● PROBLEM A
In the film review, in which city did Poirot's previous case take place?

● SOURCE PASSAGE
The setup is pretty simple: after wrapping up another case, Poirot has to take a last minute train ride on the Orient Express, courtesy of his close friend Bouc (Tom Bateman) who works for the rail line. He ends up on a car with a who’s who of supporting players, among them Michelle Pfeiffer as a talkative heiress, Hamilton’s Leslie Odom Jr. as a doctor and Daisy Ridley as a governess. Along the way, he’s offered a job by Edward Ratchett (Johnny Depp), an unsavory and paranoid antiques dealer with a host of enemies. After Poirot refuses the generous offer to help protect Ratchett from whomever wants him dead, Ratchett winds up murdered, leaving Poirot, the world’s greatest detective, to solve the case.

The narrative may be familiar to audience members who’ve previously seen Sidney Lumet’s superior 1974 adaptation of the Christie novel, which featured a murderer’s row of great actors of the time, all led by Albert Finney’s effective but somewhat irritating take on the Belgian sleuth. Where Lumet luxuriated in the locked-room aspect of this murder mystery, making the best use of the confined space to maximize drama, Branagh has staged a roomier take on the source material. Before we ever make it to the eponymous train, we spend a good deal of time with Poirot on his previous case in Jerusalem. With many scenes filmed on 65mm, the sweeping vistas and international intrigue give this film a more epic approach than most mysteries like it, which is a great change of pace. But after the murder-solving begins in earnest, the movie continues this odd trend, setting up whole scenes outside of the train while the cast is trapped by a snow embankment.

Though the intention is to open up the theatrical nature of the proceedings, it never once feels natural. Every scene that finds its way outside of the train car reeks of desperation, of the studio’s fear that the audience will grow bored in a solitary state. This leads to a few unnecessary set pieces designed to quicken the pace and inject an artificial sense of thrill, each landing more incredulously than the last. The joy of a whodunit comes from the interplay between the interrogator and the suspects, in the artful arrangement of clues and red herrings for the audience to suss out alongside the protagonist. Elements of the genre are certainly on display here, but Blade Runner 2049 scribe Michael Green’s script lacks the granular characterization and subtle storytelling requisite to match the majesty of Christie’s writing.

● DATA RECORDS
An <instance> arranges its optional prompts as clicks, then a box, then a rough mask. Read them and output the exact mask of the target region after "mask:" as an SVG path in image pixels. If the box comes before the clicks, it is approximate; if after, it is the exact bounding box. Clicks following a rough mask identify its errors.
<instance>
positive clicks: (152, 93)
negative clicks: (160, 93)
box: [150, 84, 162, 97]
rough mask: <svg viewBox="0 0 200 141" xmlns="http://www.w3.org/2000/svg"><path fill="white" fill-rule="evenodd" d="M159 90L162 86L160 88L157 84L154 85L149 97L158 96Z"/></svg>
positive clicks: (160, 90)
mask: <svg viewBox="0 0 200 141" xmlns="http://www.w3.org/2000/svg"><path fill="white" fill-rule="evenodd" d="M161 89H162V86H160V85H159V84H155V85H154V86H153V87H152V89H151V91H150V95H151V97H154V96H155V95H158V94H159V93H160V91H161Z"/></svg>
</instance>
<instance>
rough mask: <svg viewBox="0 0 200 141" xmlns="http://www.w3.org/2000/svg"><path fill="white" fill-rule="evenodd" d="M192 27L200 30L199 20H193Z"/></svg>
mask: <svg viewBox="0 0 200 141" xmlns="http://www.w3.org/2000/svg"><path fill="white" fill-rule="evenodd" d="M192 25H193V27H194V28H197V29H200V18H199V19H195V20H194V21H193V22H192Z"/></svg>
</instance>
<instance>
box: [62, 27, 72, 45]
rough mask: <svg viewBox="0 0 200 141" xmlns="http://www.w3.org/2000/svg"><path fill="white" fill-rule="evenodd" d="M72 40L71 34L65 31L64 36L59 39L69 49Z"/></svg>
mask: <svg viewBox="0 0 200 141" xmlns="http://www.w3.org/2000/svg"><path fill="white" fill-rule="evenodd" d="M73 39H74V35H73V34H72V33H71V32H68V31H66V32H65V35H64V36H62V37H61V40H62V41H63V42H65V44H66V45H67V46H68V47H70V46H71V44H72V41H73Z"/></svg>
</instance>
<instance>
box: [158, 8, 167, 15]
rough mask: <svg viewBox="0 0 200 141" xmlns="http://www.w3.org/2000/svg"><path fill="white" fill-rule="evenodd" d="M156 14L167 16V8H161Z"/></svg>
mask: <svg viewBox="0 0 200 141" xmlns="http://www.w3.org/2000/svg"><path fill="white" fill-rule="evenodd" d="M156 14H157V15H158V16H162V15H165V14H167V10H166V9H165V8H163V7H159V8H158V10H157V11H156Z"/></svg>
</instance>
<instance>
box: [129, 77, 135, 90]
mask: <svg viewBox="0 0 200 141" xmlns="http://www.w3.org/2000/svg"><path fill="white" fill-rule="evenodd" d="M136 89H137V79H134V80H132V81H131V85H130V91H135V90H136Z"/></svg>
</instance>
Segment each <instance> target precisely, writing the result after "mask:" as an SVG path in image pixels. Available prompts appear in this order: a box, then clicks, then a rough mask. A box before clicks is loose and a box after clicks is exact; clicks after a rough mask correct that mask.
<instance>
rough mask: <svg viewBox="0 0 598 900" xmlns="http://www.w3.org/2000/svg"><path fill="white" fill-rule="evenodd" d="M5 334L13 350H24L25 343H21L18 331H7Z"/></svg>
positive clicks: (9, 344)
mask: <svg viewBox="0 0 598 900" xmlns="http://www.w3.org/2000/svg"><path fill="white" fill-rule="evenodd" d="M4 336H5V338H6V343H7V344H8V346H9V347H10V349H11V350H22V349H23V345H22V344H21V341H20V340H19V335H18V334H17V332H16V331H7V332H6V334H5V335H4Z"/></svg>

● PROBLEM B
From the rows, reproduce the lines starting at the line with "90L162 86L160 88L157" up to and including the line with "positive clicks: (160, 90)".

● WRITTEN ANSWER A
Jerusalem

● WRITTEN ANSWER B
rough mask: <svg viewBox="0 0 200 141" xmlns="http://www.w3.org/2000/svg"><path fill="white" fill-rule="evenodd" d="M159 90L162 86L160 88L157 84L154 85L149 97L158 96Z"/></svg>
positive clicks: (160, 90)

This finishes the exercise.